------ Provided information

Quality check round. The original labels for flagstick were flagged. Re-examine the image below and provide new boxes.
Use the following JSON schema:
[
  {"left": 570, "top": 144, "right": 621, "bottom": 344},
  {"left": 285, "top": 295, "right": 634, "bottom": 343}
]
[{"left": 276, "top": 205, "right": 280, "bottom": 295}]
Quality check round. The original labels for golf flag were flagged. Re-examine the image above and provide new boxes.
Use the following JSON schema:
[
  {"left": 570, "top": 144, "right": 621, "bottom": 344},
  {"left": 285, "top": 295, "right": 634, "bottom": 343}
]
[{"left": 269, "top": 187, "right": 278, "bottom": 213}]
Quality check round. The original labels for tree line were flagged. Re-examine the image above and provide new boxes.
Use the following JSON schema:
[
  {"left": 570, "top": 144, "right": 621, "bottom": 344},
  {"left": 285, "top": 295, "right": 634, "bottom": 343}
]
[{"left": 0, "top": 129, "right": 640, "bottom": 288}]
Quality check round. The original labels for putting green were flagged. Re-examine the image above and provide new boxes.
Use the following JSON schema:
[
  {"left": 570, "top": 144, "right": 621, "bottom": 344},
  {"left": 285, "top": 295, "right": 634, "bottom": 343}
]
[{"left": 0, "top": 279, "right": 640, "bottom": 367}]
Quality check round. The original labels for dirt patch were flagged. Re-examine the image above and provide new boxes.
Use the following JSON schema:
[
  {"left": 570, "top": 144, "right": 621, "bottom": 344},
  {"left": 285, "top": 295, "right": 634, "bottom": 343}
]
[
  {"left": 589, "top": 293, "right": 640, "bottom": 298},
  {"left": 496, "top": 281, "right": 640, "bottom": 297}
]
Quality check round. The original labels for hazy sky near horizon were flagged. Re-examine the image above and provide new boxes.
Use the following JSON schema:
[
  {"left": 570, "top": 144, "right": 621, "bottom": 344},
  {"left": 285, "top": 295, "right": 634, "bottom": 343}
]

------------

- [Problem statement] Can you write out all of the records above again, replacing "Re-examine" with "Inspect" and keeping every other word unchanged?

- [In response]
Quality check round. The original labels for flagstick were flagged. Inspect the image below and provide new boxes.
Use the following JSON schema:
[
  {"left": 570, "top": 144, "right": 621, "bottom": 344},
  {"left": 285, "top": 295, "right": 634, "bottom": 343}
]
[{"left": 276, "top": 205, "right": 280, "bottom": 295}]
Quality check round. The original labels for golf flag were flagged. Inspect the image above and provide new boxes.
Use the following JSON schema:
[
  {"left": 570, "top": 144, "right": 621, "bottom": 344},
  {"left": 285, "top": 295, "right": 634, "bottom": 343}
]
[{"left": 269, "top": 187, "right": 278, "bottom": 213}]
Quality check round. The original labels for tree line were flagged. Inspect the image above and provide new boxes.
Use the following JSON schema:
[
  {"left": 570, "top": 144, "right": 621, "bottom": 344},
  {"left": 285, "top": 295, "right": 634, "bottom": 343}
]
[{"left": 0, "top": 129, "right": 640, "bottom": 288}]
Quality check round. The original labels for putting green were flagged. Inspect the image above and provide new boxes.
Use the following JSON schema:
[
  {"left": 570, "top": 144, "right": 621, "bottom": 344},
  {"left": 285, "top": 295, "right": 634, "bottom": 343}
]
[{"left": 0, "top": 279, "right": 640, "bottom": 367}]
Quality check round. The original labels for dirt patch were flagged. Inspect the image above and provide new boxes.
Use the following JSON schema:
[
  {"left": 570, "top": 144, "right": 621, "bottom": 344},
  {"left": 285, "top": 295, "right": 634, "bottom": 343}
]
[
  {"left": 589, "top": 293, "right": 640, "bottom": 298},
  {"left": 496, "top": 281, "right": 640, "bottom": 297}
]
Quality check round. The original labels for hazy sky near horizon were flagged. Inspect the image above and provide new boxes.
Use the following JSON schema:
[
  {"left": 570, "top": 144, "right": 621, "bottom": 344},
  {"left": 285, "top": 295, "right": 634, "bottom": 343}
]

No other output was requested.